§ **EXCERPTED DATA**:
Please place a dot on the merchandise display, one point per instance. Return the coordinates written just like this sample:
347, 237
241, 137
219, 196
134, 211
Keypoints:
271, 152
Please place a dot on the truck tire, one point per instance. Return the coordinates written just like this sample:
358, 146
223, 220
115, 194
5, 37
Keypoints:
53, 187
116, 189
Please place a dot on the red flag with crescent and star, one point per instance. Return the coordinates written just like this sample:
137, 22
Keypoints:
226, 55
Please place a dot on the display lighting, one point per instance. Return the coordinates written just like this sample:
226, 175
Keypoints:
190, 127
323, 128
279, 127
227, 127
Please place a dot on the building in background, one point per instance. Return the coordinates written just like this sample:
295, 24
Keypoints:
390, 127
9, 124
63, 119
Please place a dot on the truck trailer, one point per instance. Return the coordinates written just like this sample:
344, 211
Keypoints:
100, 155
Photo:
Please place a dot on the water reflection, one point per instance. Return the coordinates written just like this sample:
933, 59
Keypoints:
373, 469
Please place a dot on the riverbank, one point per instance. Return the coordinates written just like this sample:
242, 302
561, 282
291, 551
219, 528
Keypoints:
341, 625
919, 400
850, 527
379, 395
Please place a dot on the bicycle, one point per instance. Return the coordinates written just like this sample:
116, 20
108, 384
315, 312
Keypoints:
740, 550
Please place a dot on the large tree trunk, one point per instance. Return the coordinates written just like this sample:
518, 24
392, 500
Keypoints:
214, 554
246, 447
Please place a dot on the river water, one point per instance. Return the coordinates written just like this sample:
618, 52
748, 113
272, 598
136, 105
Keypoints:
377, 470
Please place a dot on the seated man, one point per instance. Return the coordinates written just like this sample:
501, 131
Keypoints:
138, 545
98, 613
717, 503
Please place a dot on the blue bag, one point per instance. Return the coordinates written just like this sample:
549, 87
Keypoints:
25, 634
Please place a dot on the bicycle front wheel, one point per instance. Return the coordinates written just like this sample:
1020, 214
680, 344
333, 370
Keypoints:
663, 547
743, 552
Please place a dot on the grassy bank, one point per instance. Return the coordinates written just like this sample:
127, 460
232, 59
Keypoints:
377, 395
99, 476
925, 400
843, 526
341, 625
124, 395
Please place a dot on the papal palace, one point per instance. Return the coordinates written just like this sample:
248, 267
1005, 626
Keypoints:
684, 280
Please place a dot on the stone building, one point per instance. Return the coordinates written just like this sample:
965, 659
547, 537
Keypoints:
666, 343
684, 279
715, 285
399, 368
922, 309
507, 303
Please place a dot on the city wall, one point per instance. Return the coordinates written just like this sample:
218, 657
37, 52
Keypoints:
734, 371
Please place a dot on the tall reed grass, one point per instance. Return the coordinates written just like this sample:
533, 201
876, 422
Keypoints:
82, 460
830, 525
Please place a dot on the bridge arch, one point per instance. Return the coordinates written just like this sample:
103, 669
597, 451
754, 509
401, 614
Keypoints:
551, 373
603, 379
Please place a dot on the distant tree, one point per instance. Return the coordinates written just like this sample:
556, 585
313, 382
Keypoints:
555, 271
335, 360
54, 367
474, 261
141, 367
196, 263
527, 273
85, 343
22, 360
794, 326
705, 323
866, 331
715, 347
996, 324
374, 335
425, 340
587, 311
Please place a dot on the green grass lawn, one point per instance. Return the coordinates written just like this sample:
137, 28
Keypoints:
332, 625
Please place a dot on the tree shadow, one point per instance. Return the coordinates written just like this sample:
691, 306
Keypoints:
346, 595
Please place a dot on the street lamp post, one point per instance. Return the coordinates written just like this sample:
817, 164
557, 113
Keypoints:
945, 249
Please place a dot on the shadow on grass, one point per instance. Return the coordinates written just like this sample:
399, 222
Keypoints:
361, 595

§ **YOUR ASSIGNMENT**: Show each line from the material above where the string "building" can be found.

§ **RESPONSE BOX**:
Please place a dot on the building in background, one point per instance. Return the coordinates written just like this sample:
Please place a dot on the stone building, one point per instance. Return the coordinates written just like this sample:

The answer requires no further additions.